### EXTRACT TO READ
[START]

Attempt to handle errors from /dev/console in beah: http://gerrit.beaker-project.org/4304 (but note that this is still just a best-effort attempt in case of transient errors, if /dev/console is broken beah will still proceed but logs will be lost) On systemd distros, make systemd write to /dev/console for us: http://gerrit.beaker-project.org/4305 (although this doesn't actually help to simplify matters much since we need to keep all beah's logging infrastructure for non-systemd distros) In rhts, avoid writing to /dev/console: http://gerrit.beaker-project.org/4306 This is a behaviour change, but I think overall a positive one since it reduces the amount of different spew on the console (that message will go to syslog/journal, and also to stderr which is captured by beah). It also means we don't need to make all the rhts-* scripts deal with errors when writing to /dev/console.
And lastly, make Beaker only set CONSOLE_LOG=Console for non-systemd distros: http://gerrit.beaker-project.org/4302 This is just a tidy-up, since the CONSOLE_LOG option will be overridden anyway with the beah patch above.
On RHEL5 (and earlier I guess) when rhts-compat is enabled, which is the default, all tasks will break because rhts-compat runs with stdout hooked up to the console and many, many different scripts inside rhts-compat write to stdout. It seems that at some point (I can't figure out exactly where) a script dies without actually executing the task. So these patches do not fix the case of RHEL5, with broken console, and rhts-compat enabled. But it doesn't seem worthwhile trying to fix that at this point.

[END]

### STORED ROWS

[START]

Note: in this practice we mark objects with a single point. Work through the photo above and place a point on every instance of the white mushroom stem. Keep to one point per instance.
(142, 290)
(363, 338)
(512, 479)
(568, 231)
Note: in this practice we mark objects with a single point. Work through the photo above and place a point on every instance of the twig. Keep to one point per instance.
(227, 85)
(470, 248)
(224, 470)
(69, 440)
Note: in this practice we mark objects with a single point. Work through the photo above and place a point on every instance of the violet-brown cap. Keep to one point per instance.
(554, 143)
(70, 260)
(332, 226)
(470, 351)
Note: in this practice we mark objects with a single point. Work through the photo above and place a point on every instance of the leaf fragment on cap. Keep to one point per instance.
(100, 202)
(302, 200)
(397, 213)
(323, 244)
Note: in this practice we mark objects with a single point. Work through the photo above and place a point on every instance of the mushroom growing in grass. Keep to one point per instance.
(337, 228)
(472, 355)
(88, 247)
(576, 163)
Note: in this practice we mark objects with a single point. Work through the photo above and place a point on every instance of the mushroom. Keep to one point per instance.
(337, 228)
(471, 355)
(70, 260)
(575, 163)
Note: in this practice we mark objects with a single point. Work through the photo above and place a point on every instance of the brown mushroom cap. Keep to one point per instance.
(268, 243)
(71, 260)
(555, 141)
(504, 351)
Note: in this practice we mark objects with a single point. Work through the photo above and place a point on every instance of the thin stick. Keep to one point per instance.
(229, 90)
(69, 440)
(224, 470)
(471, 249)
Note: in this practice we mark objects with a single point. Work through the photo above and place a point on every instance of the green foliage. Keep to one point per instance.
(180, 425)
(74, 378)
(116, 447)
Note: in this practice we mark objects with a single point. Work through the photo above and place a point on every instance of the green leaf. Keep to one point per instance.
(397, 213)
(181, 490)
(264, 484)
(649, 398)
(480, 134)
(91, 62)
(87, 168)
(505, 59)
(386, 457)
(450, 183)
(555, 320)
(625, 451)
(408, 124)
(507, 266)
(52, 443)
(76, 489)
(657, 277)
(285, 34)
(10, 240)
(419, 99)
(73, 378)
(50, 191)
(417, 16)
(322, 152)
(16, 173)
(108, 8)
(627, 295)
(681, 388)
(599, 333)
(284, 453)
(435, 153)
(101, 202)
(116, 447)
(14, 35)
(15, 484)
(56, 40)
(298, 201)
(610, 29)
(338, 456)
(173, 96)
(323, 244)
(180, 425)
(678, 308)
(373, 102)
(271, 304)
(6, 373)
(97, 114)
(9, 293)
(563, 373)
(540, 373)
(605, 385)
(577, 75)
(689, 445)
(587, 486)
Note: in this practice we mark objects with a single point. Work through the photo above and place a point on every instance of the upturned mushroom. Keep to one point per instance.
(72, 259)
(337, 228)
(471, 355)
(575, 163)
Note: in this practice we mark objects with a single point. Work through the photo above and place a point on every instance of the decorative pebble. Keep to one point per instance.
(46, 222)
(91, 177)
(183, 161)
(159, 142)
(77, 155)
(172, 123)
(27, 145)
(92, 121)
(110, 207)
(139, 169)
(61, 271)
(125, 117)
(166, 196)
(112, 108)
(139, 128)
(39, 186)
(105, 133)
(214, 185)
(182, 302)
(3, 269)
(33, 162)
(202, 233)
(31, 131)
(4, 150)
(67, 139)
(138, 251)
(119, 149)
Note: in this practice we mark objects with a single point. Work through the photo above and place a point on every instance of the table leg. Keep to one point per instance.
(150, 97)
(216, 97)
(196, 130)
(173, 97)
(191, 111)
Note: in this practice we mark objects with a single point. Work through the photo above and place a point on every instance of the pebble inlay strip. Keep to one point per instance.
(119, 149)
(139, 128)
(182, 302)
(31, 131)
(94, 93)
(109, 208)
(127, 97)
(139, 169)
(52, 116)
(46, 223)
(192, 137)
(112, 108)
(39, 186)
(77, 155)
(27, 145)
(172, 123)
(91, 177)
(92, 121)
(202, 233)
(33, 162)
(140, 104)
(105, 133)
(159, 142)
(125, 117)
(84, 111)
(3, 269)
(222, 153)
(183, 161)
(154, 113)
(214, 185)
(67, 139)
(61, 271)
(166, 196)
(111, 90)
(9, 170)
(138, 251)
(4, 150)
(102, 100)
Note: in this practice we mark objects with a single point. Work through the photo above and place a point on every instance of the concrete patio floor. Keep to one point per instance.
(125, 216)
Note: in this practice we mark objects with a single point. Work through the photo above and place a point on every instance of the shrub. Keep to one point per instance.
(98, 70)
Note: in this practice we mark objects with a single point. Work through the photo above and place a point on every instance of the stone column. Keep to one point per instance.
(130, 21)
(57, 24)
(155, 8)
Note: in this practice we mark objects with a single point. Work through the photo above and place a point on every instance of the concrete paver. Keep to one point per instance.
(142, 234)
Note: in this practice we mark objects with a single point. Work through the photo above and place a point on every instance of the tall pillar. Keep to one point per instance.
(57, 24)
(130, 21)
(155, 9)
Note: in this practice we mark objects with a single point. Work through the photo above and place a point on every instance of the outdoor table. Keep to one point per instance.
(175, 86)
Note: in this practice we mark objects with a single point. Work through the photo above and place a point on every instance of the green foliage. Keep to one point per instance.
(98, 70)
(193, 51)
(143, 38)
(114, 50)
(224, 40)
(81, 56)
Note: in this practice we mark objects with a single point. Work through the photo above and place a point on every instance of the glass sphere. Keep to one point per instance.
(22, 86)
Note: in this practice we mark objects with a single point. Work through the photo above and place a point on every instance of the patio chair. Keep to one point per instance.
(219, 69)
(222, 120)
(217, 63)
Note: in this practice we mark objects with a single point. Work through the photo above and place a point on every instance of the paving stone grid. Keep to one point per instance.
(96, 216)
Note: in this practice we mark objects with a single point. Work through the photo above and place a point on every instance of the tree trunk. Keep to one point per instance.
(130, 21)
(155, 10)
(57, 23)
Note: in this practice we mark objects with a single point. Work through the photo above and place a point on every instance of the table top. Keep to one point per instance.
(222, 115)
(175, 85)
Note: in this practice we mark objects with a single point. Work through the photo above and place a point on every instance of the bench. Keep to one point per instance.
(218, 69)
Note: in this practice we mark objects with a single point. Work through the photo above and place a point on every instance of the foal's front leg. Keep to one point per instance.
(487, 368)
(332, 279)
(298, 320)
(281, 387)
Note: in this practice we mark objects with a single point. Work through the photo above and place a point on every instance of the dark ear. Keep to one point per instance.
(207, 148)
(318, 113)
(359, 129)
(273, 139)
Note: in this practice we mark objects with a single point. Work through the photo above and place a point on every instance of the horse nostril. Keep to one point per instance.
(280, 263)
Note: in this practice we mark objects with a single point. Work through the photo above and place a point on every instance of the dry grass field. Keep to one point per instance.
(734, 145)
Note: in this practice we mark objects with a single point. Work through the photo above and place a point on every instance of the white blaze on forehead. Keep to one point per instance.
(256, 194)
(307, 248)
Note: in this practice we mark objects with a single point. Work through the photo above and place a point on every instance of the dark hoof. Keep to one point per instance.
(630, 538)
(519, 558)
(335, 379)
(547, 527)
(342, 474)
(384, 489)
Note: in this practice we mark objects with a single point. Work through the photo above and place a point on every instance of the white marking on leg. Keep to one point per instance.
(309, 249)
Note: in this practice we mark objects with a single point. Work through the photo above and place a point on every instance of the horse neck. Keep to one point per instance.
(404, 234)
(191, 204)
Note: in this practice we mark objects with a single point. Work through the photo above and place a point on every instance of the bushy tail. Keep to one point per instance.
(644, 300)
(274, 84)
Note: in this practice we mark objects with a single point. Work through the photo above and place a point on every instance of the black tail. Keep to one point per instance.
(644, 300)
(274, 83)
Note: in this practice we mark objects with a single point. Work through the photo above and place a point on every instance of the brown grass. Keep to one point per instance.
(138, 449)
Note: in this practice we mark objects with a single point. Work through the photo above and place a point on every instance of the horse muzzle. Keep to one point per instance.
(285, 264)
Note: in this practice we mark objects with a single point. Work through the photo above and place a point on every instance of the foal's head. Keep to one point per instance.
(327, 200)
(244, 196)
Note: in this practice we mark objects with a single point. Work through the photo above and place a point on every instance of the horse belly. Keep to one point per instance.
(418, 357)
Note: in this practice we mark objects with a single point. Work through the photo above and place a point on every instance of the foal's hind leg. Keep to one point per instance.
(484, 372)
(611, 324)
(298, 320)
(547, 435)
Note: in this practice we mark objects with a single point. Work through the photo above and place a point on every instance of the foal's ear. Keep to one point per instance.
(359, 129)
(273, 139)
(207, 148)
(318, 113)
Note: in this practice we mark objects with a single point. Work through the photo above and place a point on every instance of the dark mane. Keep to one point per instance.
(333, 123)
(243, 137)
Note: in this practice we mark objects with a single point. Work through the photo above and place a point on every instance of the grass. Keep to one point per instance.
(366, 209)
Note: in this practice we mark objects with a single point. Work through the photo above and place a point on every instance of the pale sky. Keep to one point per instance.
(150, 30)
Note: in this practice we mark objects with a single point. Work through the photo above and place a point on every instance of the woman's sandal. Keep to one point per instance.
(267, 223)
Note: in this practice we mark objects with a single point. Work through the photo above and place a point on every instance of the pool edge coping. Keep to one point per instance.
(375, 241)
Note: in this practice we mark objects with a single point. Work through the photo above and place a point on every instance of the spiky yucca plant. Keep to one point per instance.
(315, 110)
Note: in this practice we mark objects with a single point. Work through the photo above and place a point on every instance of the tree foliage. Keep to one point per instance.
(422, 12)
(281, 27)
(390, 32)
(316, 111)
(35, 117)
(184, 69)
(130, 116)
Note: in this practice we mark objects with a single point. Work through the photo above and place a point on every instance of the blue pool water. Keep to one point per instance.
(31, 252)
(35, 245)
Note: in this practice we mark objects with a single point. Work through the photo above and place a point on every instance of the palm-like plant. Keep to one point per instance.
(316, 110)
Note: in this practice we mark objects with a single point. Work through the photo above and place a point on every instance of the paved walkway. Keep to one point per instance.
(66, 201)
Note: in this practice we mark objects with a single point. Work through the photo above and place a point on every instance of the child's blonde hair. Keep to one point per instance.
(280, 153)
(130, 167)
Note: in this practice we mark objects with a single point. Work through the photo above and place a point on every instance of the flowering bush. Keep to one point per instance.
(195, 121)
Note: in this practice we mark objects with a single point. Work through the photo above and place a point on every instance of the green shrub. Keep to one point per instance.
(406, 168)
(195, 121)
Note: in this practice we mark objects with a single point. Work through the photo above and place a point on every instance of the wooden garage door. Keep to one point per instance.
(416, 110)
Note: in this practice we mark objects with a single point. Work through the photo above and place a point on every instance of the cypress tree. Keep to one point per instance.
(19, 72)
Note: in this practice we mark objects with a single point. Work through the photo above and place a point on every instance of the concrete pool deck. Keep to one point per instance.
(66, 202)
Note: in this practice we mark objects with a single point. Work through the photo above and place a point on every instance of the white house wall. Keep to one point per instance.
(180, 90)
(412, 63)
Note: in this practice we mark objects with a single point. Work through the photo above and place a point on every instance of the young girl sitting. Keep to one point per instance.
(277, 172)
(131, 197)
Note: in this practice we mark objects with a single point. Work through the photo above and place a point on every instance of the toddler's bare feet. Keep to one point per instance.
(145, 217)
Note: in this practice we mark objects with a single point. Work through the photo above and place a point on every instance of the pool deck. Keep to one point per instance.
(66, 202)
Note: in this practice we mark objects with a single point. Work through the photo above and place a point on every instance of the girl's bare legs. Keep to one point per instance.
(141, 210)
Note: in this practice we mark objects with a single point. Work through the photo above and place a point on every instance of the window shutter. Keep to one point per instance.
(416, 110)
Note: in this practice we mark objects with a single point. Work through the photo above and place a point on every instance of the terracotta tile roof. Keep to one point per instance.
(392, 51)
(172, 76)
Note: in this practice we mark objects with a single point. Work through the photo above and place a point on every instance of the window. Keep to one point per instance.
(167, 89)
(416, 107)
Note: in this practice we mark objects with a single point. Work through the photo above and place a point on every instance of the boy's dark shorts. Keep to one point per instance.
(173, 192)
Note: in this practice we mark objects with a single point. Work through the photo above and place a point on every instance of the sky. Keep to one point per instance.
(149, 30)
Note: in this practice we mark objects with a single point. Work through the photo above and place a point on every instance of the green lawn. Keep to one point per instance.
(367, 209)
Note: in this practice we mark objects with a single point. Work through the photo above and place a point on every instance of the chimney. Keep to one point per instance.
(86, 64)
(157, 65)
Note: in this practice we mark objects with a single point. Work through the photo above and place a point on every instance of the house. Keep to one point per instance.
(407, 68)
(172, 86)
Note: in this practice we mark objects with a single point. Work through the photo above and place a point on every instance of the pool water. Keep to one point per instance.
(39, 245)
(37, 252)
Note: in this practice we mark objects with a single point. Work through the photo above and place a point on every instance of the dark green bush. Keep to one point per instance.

[END]

### PROBLEM SET
• 1. After reading the items, summarize the Beaker console-logging text in three sentences.
• 2. Extend the Beaker console-logging text with a passage that picks up after its final sentence.

### EXPECTED OUTPUTS
• 1. The patches make beah attempt to handle errors from /dev/console, have systemd write to /dev/console on systemd distros, stop rhts from writing to /dev/console, and make Beaker set CONSOLE_LOG=Console only for non-systemd distros. The rhts change reduces the amount of spew on the console, because those messages go to syslog/journal and to stderr captured by beah, and the rhts-* scripts no longer need to deal with errors when writing to /dev/console. The patches do not fix RHEL5 with a broken console and rhts-compat enabled, since rhts-compat runs with stdout hooked up to the console and all tasks break, but fixing that does not seem worthwhile at this point.

• 2.
Verification strategy: # Recipe on RHEL5, rhts-compat disabled # Recipe on RHEL5 with bad console, rhts-compat disabled # Recipe on RHEL6 # Recipe on RHEL7 # Recipe on RHEL7 with bad console Each recipe has /distribution/install plus some /distribution/dummy tasks to give the harness some work to do. Expected results: For recipes with bad console, console.log will be empty after installation finishes and the system reboots. However the recipe will run normally with no failures. Some "Input/output error" tracebacks may appear in debug/task_beah_unexpected as beah fails to log to the console. For recipes with normal console, console.log will show the beah/rhts log messages as tasks are executed. On RHEL7 all beah/rhts messages will also be accessible from the systemd journal (journalctl -u beah-srv) regardless of whether the console is working or not.
Beaker 21.0 has been released.